ENTRIES PROVIDED:
━━━
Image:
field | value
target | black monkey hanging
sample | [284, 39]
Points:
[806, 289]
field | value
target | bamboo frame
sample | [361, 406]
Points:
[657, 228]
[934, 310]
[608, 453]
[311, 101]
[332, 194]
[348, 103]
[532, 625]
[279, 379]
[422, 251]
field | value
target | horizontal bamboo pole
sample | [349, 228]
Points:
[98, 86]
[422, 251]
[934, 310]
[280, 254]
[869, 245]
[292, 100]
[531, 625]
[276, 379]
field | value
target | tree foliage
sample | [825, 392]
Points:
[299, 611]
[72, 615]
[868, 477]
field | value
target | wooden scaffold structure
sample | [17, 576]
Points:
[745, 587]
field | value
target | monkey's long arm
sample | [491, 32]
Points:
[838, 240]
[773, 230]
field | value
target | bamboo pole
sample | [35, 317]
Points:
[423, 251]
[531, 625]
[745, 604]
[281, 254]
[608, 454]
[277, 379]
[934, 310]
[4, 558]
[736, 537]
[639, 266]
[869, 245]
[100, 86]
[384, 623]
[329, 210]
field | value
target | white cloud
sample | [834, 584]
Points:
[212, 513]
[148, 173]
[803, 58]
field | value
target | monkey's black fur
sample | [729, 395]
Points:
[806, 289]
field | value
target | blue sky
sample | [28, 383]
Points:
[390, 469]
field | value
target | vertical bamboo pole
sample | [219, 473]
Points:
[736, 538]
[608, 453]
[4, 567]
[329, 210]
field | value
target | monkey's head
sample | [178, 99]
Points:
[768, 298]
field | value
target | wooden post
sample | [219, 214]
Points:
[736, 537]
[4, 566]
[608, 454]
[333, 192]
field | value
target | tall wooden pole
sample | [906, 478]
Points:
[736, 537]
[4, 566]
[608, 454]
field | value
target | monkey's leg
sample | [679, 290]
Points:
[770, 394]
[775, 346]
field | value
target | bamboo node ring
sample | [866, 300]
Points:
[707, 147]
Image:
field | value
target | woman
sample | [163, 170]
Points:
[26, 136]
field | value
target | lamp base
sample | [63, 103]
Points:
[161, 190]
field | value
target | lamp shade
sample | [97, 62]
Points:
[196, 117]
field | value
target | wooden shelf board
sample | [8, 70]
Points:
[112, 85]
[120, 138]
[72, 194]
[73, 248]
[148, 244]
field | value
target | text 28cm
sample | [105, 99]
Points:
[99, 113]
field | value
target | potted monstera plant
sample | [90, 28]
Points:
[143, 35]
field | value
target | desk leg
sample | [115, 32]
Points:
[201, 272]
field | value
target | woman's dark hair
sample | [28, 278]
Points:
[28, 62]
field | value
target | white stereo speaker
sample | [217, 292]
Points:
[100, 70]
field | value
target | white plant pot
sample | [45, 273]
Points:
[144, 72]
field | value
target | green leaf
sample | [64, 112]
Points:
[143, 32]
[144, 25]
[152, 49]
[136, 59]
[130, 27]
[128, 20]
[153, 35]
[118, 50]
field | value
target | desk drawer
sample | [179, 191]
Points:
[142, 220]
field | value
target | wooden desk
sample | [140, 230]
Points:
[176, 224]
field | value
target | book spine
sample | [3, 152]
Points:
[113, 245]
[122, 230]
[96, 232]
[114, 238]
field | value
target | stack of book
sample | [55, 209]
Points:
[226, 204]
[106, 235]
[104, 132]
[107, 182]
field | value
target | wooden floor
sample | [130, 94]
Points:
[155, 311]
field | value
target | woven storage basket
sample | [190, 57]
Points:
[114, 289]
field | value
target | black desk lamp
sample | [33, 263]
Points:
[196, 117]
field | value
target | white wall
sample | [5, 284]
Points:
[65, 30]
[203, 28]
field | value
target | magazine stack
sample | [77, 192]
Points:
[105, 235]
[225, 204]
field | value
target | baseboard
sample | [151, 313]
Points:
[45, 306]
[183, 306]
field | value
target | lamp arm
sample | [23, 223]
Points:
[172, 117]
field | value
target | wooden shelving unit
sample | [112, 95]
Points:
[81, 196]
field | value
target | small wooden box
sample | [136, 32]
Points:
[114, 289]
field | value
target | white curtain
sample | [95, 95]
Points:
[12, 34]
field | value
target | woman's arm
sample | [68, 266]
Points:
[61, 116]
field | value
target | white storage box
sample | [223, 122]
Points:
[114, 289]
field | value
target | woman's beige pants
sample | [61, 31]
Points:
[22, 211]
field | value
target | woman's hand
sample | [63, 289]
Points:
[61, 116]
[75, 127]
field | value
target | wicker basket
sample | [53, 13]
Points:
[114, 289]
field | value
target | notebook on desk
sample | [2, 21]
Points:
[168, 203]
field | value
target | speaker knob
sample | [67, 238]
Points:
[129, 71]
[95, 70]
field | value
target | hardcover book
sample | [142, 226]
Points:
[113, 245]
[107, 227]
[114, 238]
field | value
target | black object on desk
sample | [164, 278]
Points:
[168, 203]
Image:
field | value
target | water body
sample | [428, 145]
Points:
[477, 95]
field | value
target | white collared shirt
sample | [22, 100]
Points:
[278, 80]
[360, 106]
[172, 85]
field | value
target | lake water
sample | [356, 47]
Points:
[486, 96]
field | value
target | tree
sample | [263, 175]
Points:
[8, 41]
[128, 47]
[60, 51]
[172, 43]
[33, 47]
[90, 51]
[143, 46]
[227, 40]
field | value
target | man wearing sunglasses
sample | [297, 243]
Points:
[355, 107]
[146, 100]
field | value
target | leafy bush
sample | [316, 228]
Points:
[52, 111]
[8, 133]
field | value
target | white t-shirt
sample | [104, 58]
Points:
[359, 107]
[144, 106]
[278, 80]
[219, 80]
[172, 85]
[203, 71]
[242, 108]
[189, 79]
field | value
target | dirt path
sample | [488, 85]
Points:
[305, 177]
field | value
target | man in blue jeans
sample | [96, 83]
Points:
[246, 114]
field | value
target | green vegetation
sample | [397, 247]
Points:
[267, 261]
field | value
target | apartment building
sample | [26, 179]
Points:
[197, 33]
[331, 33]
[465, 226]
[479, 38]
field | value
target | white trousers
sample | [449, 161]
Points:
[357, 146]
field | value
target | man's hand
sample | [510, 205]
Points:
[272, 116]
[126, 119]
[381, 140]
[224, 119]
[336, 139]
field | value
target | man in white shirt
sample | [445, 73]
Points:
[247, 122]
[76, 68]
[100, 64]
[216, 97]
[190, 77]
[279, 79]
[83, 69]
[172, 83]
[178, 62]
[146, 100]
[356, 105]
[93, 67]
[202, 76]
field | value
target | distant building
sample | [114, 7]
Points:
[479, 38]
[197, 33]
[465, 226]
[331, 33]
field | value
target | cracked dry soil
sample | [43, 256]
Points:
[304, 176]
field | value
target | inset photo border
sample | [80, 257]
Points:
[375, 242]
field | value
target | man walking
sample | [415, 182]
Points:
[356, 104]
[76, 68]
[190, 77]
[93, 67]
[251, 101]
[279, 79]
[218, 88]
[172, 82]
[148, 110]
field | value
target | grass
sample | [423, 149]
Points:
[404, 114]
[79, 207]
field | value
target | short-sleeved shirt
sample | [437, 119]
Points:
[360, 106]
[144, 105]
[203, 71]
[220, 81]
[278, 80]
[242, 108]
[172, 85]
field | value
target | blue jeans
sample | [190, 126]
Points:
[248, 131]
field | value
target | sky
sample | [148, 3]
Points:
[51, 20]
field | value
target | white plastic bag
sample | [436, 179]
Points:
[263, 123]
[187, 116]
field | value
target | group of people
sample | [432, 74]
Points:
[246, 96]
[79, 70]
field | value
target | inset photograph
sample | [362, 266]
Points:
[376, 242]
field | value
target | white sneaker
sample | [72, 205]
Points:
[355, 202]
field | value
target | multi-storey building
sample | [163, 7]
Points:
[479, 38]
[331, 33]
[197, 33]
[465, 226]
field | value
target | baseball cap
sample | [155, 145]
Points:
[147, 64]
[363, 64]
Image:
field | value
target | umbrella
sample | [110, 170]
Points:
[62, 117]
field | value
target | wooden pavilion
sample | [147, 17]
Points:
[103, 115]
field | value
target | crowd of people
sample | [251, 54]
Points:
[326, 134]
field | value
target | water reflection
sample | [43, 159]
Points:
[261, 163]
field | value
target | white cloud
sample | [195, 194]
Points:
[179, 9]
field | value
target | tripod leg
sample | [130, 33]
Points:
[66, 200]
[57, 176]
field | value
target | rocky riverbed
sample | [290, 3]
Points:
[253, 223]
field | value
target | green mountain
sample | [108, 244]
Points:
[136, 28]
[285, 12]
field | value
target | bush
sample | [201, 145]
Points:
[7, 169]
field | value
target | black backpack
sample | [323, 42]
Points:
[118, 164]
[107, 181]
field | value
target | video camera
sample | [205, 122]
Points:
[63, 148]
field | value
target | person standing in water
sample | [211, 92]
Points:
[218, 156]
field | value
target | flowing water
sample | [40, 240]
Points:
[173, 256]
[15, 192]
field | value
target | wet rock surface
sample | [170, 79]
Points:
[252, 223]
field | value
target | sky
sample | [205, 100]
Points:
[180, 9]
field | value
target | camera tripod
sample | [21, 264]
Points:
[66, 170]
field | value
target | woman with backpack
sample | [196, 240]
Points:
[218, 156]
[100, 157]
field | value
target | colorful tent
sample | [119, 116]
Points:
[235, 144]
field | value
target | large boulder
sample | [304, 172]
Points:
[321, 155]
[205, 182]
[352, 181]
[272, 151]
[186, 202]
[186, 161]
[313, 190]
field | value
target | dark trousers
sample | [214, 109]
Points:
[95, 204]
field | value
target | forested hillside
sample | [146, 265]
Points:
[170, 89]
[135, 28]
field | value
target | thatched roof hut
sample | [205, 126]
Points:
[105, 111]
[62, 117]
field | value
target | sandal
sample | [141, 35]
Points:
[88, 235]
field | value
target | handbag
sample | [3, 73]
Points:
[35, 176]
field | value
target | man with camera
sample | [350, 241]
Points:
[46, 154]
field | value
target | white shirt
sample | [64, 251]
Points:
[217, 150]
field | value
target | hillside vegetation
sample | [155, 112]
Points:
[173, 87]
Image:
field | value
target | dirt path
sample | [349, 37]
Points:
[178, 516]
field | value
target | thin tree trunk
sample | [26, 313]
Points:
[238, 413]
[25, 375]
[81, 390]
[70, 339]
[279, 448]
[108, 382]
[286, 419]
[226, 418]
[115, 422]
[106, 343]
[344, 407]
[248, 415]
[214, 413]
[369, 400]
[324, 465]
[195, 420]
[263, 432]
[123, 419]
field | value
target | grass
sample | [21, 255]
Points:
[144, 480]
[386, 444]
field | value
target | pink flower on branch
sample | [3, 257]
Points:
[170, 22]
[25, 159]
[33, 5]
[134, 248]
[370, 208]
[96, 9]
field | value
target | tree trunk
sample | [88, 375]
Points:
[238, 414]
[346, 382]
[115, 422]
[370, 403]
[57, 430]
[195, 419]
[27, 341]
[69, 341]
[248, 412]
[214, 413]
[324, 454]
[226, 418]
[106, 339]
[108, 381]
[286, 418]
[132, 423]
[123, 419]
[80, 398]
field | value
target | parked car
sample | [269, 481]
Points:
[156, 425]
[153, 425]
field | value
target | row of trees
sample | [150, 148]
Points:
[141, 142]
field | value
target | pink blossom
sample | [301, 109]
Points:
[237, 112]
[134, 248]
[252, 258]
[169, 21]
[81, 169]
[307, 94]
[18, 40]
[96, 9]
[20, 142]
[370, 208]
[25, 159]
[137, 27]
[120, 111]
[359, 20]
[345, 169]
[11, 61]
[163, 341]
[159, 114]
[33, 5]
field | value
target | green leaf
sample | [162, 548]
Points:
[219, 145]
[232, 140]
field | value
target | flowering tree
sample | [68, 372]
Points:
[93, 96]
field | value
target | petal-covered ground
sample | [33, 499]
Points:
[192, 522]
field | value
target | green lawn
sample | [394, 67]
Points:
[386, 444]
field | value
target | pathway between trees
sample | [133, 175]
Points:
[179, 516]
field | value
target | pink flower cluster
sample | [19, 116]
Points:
━━━
PROBLEM DETAILS: List every line in the records above that contains the string "backpack".

WRITTEN RESPONSE:
target | black backpack
target | woman with backpack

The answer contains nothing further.